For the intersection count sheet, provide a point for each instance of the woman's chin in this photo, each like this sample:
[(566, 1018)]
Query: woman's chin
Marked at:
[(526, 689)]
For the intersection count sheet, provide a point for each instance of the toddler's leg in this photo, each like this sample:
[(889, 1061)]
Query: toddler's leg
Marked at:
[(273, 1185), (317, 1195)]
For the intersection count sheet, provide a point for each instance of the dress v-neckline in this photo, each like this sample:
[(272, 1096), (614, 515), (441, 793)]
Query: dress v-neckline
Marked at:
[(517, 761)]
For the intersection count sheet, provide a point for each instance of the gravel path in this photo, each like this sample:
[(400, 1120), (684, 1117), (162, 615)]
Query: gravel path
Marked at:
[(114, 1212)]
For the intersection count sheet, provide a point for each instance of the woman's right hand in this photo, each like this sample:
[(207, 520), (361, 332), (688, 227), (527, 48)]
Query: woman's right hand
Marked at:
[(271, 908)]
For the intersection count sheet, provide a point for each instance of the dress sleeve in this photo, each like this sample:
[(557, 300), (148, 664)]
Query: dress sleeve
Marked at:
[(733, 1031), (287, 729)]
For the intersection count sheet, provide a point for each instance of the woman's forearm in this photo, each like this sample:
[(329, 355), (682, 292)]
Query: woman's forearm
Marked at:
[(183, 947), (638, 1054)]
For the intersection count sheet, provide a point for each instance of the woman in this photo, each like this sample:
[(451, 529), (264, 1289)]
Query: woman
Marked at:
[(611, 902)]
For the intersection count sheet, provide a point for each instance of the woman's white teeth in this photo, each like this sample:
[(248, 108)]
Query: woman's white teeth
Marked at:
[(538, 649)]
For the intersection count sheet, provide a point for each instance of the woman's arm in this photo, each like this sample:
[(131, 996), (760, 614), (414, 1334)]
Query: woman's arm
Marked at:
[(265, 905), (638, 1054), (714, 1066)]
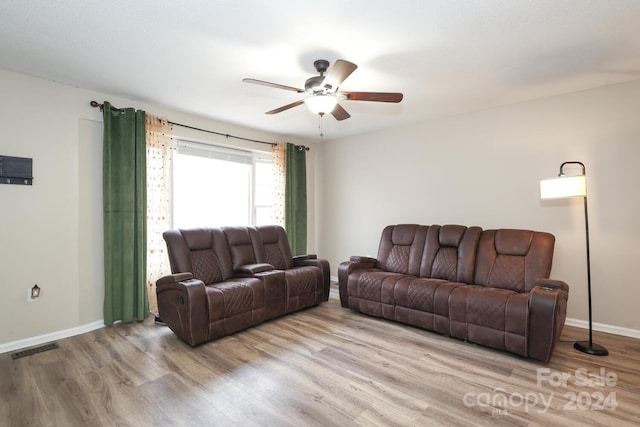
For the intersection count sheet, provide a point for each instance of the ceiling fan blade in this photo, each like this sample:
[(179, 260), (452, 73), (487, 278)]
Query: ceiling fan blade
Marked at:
[(338, 72), (286, 107), (276, 85), (340, 113), (371, 96)]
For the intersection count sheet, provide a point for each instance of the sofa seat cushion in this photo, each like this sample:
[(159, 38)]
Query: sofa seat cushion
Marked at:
[(234, 305), (371, 291), (304, 287), (424, 303), (490, 316)]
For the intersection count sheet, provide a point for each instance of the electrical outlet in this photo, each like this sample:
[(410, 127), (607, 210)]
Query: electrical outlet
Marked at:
[(30, 298)]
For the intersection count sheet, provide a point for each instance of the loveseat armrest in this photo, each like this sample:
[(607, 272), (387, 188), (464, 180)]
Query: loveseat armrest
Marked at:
[(313, 261), (182, 305), (547, 313), (364, 259), (344, 271), (174, 278), (275, 292), (552, 284), (252, 269)]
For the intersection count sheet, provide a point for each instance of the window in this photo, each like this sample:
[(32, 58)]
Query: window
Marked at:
[(216, 186)]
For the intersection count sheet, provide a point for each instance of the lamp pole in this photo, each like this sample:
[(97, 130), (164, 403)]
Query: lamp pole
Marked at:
[(588, 347)]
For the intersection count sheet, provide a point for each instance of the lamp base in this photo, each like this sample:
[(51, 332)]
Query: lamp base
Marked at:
[(590, 348)]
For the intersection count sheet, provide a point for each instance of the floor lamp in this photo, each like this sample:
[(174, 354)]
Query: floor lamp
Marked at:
[(565, 186)]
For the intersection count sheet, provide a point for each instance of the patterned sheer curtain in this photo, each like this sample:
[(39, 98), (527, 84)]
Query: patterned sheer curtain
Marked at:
[(159, 146), (279, 173)]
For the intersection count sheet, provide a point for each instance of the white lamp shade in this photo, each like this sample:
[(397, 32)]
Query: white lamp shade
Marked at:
[(563, 187), (321, 104)]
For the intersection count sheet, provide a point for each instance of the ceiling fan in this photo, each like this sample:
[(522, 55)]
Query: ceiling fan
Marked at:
[(323, 93)]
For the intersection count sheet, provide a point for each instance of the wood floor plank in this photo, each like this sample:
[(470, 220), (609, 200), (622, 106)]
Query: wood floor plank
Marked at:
[(325, 366)]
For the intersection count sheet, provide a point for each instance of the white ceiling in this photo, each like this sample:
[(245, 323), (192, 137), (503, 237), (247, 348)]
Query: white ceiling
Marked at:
[(447, 56)]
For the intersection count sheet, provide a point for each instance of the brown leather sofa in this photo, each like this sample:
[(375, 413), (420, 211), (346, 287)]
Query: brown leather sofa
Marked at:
[(231, 278), (489, 287)]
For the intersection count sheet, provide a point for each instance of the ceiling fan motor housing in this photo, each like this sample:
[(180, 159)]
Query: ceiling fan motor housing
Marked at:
[(321, 65), (314, 84)]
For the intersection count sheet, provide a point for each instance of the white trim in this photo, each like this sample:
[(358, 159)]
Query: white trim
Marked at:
[(602, 327), (42, 339)]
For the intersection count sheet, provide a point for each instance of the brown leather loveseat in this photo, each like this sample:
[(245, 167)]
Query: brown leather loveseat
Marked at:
[(231, 278), (490, 287)]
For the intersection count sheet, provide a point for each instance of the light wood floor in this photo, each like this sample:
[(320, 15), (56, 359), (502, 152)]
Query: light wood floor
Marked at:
[(326, 366)]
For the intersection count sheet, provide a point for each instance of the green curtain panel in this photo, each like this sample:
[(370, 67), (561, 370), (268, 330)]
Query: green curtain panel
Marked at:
[(295, 198), (125, 200)]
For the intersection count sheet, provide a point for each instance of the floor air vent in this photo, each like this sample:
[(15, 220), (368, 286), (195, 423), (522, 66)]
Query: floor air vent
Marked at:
[(34, 350)]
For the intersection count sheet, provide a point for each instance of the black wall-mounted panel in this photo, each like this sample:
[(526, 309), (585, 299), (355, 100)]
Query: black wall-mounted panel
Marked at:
[(16, 170)]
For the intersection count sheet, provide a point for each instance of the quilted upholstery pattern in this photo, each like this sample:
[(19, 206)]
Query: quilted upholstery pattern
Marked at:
[(398, 260), (302, 280), (508, 273), (240, 297), (221, 284), (274, 256), (206, 266), (401, 248), (489, 287), (445, 264)]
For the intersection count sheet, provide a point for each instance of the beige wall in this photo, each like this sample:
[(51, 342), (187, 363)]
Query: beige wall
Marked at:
[(484, 169), (51, 232)]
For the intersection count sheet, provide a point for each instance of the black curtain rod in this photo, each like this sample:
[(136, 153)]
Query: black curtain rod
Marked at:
[(226, 135)]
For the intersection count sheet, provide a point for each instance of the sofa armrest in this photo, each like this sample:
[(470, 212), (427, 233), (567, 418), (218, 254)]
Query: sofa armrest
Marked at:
[(299, 258), (547, 313), (344, 271), (252, 269), (182, 305)]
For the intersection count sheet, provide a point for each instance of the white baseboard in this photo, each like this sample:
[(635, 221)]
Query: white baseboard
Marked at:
[(42, 339), (602, 327)]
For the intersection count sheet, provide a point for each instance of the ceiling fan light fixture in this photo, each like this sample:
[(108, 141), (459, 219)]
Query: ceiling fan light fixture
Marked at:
[(321, 104)]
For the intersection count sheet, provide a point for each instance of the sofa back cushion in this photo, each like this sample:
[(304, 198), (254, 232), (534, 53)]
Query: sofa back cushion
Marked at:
[(400, 249), (274, 247), (513, 259), (243, 243), (450, 252), (200, 251)]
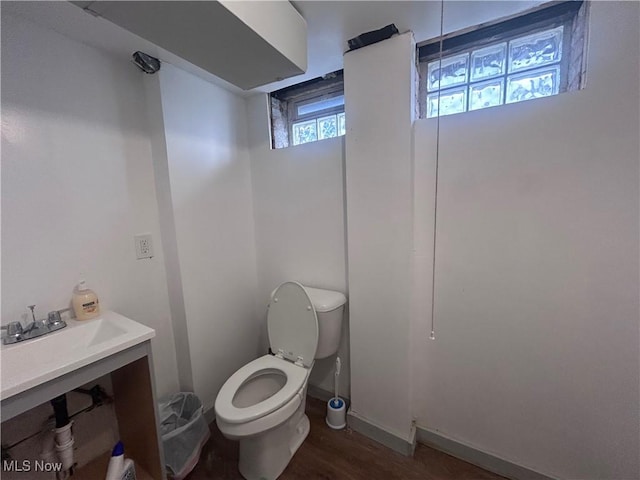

^^^^^^^^

▶ _What the task requires_: In your copy, repeat each record exactly and include no pictures.

▶ _Response to this exercise_:
For the intersection count sheet, provide a point for each instance of the woman's chin in this photo, each like this sample:
[(566, 1018)]
Query: woman's chin
Marked at:
[(526, 689)]
For the intersection count sheet, provide a point for each instance of the toddler's leg in this photo, each like this sample:
[(889, 1061)]
Query: toddler's leg
Marked at:
[(273, 1185), (317, 1195)]
For the intersection count sheet, provide a point for each instance of the dress v-neckline in this photo, each like this sample:
[(272, 1096), (614, 515), (441, 793)]
Query: dress v-neckline
Marked at:
[(517, 761)]
For the intersection count sheet, provide a point for each instance of the gravel path in this photo, each like this sample:
[(400, 1120), (684, 1117), (162, 615)]
Query: gravel path
Marked at:
[(114, 1212)]
For the intersection count sheet, provide a point for each instance of the woman's right hand in this photo, each like this sample:
[(207, 520), (361, 332), (688, 227), (527, 48)]
Query: woman's right hand
Marked at:
[(271, 908)]
For the intersection count sheet, provide a point for each instance of the dress sleeve in this photo, each like this sample:
[(557, 300), (148, 664)]
Query: dress sleeve
Marked at:
[(733, 1031), (287, 729)]
For the intersection count sheet, provide a point for each instance of the woman's forearm in this photo, each like this sample:
[(329, 355), (682, 292)]
Query: woman's forearm
Marked at:
[(183, 947), (638, 1054)]
For the intersection count sheet, provide a point for each instance of the woman in this photo, each like this sample:
[(451, 529), (264, 1289)]
Query: woman
Marked at:
[(611, 902)]
For the intersection count sheet, provide a point for each instance of the woman's white teeth in this photo, each like this sample:
[(248, 108)]
Query: woman's white teeth
Marked at:
[(538, 649)]
For the intersection count sheet, provide a point for each instance of the woman's arm in this photo, each like this sample:
[(131, 996), (760, 614), (414, 1334)]
Query: woman's arm
Marked at:
[(265, 905), (638, 1054), (714, 1066)]
For the intersection count sheet, provide a point for each instance of the ceiling fan blade in this photo, each like this sample:
[(179, 260), (452, 73), (487, 278)]
Query: ceiling fan blade
Marked at:
[(338, 72), (286, 107), (276, 85), (340, 113), (371, 96)]
For the intersection count sheet, provide a point for each instance of the sofa seat cushion in this photo, each like this sample:
[(159, 38)]
Query: sofa seat cushion
Marked at:
[(234, 305), (371, 291), (304, 287), (424, 303), (490, 316)]
For the intersection count sheet, provide a point for each instance of the electrical outlet in this photo, each like this sample:
[(410, 127), (607, 210)]
Query: electrical outlet
Marked at:
[(30, 298)]
For the intersection count sheet, provide a point for each instance of the loveseat armrest in this photo, each like this sample:
[(607, 272), (387, 188), (464, 180)]
Query: loveseat armrest
Marked at:
[(313, 261), (182, 305), (547, 313), (364, 259), (344, 271), (174, 278), (275, 292), (552, 284), (252, 269)]
For the intersection count sheet, provide a point for each instance of the window in this photo, each like this sample:
[(32, 58)]
Query: window
Marked at:
[(216, 186)]
For the intersection count sheet, provide a point for each instance of the lamp pole in this photo, each like this sample:
[(97, 130), (164, 403)]
Query: lamp pole
Marked at:
[(588, 347)]
For the intersection count sheet, provide a point for each instance of the lamp base in this photo, each like this sample:
[(51, 332)]
Query: lamp base
Marked at:
[(590, 348)]
For the intersection count sheet, provide a point for each instance of the floor lamp in this photo, each like this sample:
[(174, 354)]
Query: floor lamp
Marked at:
[(565, 186)]
For the intersection count sheet, provide a point for each instance of the patterned sheer curtain in this photo, each like this sample:
[(39, 98), (527, 84)]
Query: patterned sheer curtain
Marked at:
[(159, 146), (279, 173)]
For the intersection count sheet, provide a point for each instance of the white lamp shade in this photo, each like this sample:
[(397, 32)]
Query: white lamp shade
Marked at:
[(563, 187), (321, 104)]
For the intersection count sheet, provide a point for each instance of the ceiling fan in this photo, each like this sample:
[(522, 55)]
Query: ceiling fan
Marked at:
[(323, 93)]
For the intersection count sheet, provide a point for each instance of the wood floor plank in this photo, each like this sample:
[(470, 220), (609, 200), (622, 106)]
Query: wood floor plank
Marked at:
[(325, 366)]
For the intersection count sheet, provide a point for each instance of the white ceiling in this photo, each like this sample:
[(245, 323), (192, 137), (503, 237), (247, 348)]
Query: white ceiling
Marked at:
[(447, 56)]
For the intersection count sheet, provide a point for each instance of the brown leather sofa in this photo, each like this sample:
[(375, 413), (420, 211), (346, 287)]
Query: brown leather sofa
Marked at:
[(231, 278), (489, 287)]
For the intersection count sheet, provide a point for each instance of the ceiling fan motor housing in this photo, each like this sample:
[(180, 159)]
Query: ceiling fan motor housing
Marked at:
[(321, 65), (314, 84)]
For the intersection count sheet, provide a point for each instance of the white trim in this photo, each like this sample:
[(358, 159)]
Query: white trim
Marked at:
[(602, 327), (42, 339)]
For the intersection count sheet, provide a point for each instance of the brown leather loveseat in this photo, each like this sample:
[(245, 167)]
Query: brown leather loveseat
Marked at:
[(231, 278), (490, 287)]
For the intersection count sheet, provide a point for each instance of the light wood floor in this photo, each like this sample:
[(320, 15), (56, 359), (502, 152)]
Query: light wood floor
Marked at:
[(326, 366)]
For the intersection count sheet, provide a point for each instance of the green curtain panel in this photo, each like this sample:
[(370, 67), (561, 370), (268, 330)]
Query: green curtain panel
Marked at:
[(295, 198), (125, 200)]
For the intersection count sheet, provide a point for each instance of the floor air vent in this photo, each like this sample:
[(15, 220), (368, 286), (195, 423), (522, 66)]
Query: floor air vent
Marked at:
[(34, 350)]
For the intersection count sheet, provide a point for each instance of the black wall-mounted panel in this photo, each like this sample:
[(526, 309), (585, 299), (355, 100)]
Query: black wall-mounted panel
Marked at:
[(16, 170)]
For the intersection count sheet, provide a point for each instance of the quilted upholstery pattern in this photo, each like this sample:
[(19, 206)]
Query: quilted upholstery pattern
Marked at:
[(398, 260), (302, 280), (508, 273), (240, 297), (221, 284), (274, 256), (206, 266), (401, 248), (489, 287), (445, 264)]
For the intersection count sheet, provide a point for each instance of the beige wall in this photo, each like this sample:
[(51, 342), (187, 363)]
Query: beige wall
Marked at:
[(484, 169), (51, 232)]
For the intersection count sheet, provide a point for each instance of the black curtain rod in this photo, each like this sample:
[(136, 153)]
Query: black curtain rod
Marked at:
[(226, 135)]
For the intersection count sheet, provide a point for each instance of the sofa armrest in this photo, each like this sample:
[(470, 212), (427, 233), (567, 418), (218, 254)]
Query: sofa armrest
Marked at:
[(299, 258), (547, 313), (344, 271), (252, 269), (182, 305)]
For the intersection count sheet, provide a point for each instance of the white baseboard in this photo, each like this sample:
[(635, 221)]
Query: white baseboard
Marked at:
[(42, 339), (602, 327)]
For the intersection count sheet, provide a point for each instance of the ceiling fan light fixture in this photo, each like this sample:
[(108, 141), (459, 219)]
Query: ceiling fan light fixture
Marked at:
[(321, 104)]
For the intersection count sheet, provide a point for each instance of the sofa back cushion in this photo, each like this sample:
[(304, 198), (254, 232), (534, 53)]
Query: sofa back cushion
Marked at:
[(400, 249), (274, 247), (513, 259), (243, 243), (450, 252), (200, 251)]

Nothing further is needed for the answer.